++++ SOURCE MATERIAL ++++

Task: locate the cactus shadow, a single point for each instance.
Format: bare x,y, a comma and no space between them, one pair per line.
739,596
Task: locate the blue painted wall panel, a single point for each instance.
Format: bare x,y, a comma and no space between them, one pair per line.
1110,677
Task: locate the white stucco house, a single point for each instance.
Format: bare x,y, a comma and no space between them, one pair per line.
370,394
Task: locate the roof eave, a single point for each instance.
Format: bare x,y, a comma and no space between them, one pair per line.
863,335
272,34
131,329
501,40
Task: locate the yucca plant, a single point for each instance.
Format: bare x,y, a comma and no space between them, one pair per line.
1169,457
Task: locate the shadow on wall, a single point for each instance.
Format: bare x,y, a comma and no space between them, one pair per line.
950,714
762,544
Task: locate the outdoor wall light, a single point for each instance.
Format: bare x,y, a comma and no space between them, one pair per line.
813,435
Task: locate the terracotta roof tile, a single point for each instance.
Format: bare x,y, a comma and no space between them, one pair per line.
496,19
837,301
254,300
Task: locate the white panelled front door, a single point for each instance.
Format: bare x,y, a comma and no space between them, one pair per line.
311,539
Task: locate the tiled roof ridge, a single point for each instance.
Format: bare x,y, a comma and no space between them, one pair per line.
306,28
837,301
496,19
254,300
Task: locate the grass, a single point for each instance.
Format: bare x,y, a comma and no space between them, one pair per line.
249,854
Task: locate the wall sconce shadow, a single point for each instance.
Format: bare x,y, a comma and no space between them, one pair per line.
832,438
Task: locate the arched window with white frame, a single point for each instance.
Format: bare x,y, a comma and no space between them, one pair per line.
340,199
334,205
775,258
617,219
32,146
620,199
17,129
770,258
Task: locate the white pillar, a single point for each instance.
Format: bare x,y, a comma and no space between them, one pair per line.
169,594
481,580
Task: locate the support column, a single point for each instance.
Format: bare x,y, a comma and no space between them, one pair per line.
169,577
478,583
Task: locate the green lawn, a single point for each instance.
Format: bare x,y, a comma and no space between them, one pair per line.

++++

WRITTEN PROBLEM:
Please express every line of the entries above as a JSON list of strings, one string per line, with blank lines left out.

SOLUTION TO THIS TASK:
[
  "Task: locate the cactus shadow, a single point for each instance.",
  "Format: bare x,y, a comma and no space between them, one pair per line.",
  "739,596",
  "Task: locate the blue painted wall panel, a single point for each instance.",
  "Format: bare x,y, a comma and no space between them, one pair per line.",
  "1110,677",
  "Task: locate the white stucco house, a single point for each instance.",
  "Format: bare x,y, a comma and no space between them, one pair per line.",
  "370,394",
  "Task: locate the roof eave, a single point for each instance.",
  "Format: bare x,y, a comma and no space between them, one pair per line.",
  "863,335",
  "272,34",
  "131,329",
  "501,40",
  "Task: locate the yucca plant, a single point for each instance.",
  "Format: bare x,y, a comma and no space between them, one pair per line.",
  "1169,457",
  "Task: locate the shadow on wall, a single point for each instance.",
  "Format: bare x,y, a comma and no space between them, one pair per line.",
  "950,714",
  "762,544",
  "Task: locate the outdoor wall light, a single point for each instance.",
  "Format: bare x,y, a comma and no space between them, one pair per line.",
  "813,435",
  "Task: locate the terracotta roof tile, a single point for each instance.",
  "Format: bare x,y, a comma and no space between them, one pair per line.",
  "496,19",
  "837,301",
  "254,300",
  "Task: locate the white panelled front door, a single point for each instance.",
  "Format: bare x,y, a comma and no space between them, one pair per line.",
  "311,539",
  "Task: locate the tiled roof ridge, a single point for each instance.",
  "Format: bare x,y, a comma and no space between them, one pair per line.",
  "306,28",
  "837,301",
  "496,19",
  "254,300",
  "Task: locate the grass, a single point for each instance.",
  "Format: bare x,y, a comma and no space between them, one pair per line.",
  "249,854",
  "Task: locate the wall sconce shadow, a single point for each instance.",
  "Format: bare x,y, a comma and no space between them, one pair per line.",
  "832,438",
  "Task: locate the arched window with white frame, a single point for each instance.",
  "Format: bare x,y, a comma and no space between them, one pair per line.",
  "340,199",
  "334,205",
  "775,258",
  "617,219",
  "32,146",
  "620,199",
  "17,129",
  "770,258",
  "Task: locate the white pillar, a single point for each instance.",
  "Format: bare x,y, a comma and no space between them, one pair per line.",
  "169,594",
  "481,580",
  "Task: locate the support column, a single point for each instance.",
  "Format: bare x,y, a comma and no space between them, one pair per line.",
  "169,577",
  "478,583",
  "Task: locate the green lawn, a single point for each instance.",
  "Format: bare x,y, a comma and no space between them, one pair per line."
]